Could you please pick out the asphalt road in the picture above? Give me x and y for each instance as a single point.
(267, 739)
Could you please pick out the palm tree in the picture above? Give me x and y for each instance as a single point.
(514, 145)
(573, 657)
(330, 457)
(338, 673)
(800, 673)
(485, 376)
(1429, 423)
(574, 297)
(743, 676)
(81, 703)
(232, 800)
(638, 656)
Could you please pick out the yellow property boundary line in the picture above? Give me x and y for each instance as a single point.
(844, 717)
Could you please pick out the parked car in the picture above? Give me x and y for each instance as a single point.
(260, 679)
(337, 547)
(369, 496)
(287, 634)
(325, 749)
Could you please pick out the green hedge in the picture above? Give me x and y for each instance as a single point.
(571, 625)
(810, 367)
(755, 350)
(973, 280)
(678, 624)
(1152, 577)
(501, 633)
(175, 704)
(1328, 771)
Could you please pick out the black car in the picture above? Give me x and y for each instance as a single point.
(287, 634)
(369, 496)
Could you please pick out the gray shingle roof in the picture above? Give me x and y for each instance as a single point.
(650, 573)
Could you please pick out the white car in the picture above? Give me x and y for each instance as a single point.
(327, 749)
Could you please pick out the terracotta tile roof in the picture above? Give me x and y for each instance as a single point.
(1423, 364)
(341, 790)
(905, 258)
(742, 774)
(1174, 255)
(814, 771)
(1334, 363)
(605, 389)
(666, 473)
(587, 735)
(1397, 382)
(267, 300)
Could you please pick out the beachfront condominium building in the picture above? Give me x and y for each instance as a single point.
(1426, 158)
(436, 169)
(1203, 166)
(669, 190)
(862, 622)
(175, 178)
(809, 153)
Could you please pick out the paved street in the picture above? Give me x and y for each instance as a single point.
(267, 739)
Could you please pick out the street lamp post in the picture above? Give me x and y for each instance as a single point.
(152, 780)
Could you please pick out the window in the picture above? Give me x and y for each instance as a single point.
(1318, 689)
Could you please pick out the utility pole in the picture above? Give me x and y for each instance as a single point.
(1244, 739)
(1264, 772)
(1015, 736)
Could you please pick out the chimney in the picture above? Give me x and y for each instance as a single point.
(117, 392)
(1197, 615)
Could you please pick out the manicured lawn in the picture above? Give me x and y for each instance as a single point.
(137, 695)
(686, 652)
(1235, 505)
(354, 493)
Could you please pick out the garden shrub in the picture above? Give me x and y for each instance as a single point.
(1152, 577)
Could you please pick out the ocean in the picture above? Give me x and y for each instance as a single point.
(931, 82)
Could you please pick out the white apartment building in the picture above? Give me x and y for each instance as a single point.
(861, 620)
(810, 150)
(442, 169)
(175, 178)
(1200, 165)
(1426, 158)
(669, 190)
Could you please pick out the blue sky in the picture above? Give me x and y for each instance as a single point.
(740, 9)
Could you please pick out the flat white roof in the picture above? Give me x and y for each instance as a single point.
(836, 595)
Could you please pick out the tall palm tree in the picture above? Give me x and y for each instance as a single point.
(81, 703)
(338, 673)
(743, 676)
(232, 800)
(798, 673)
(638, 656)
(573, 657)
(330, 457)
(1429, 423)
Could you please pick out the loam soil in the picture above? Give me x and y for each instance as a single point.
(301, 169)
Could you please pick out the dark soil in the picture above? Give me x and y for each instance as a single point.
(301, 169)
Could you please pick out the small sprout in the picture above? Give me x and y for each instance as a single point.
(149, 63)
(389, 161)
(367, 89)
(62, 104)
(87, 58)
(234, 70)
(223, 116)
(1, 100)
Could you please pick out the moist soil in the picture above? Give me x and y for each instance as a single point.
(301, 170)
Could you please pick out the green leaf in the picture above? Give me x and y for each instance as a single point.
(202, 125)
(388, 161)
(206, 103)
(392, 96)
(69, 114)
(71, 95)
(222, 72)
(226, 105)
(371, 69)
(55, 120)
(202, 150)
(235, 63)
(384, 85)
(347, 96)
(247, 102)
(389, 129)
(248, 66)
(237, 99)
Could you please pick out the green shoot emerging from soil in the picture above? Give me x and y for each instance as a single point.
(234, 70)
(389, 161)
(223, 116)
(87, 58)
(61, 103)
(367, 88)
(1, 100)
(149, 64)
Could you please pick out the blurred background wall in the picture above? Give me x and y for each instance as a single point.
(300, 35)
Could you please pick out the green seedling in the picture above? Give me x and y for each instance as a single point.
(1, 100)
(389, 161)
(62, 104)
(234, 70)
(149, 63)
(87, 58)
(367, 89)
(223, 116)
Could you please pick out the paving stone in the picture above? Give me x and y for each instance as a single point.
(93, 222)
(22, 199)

+++

Please pull out the records from the line containing "Could you please pick out the green seedling" through the end of the records, inclusive, and reproduce those lines word for word.

Could you please pick out the green seedling in the picture above? Give me x and y for each instance as a single point.
(1, 100)
(389, 161)
(62, 104)
(234, 70)
(149, 63)
(87, 58)
(367, 89)
(223, 116)
Could you please pick out the paving stone in the picture above? Give me x and y for each instance as a single point.
(93, 222)
(22, 199)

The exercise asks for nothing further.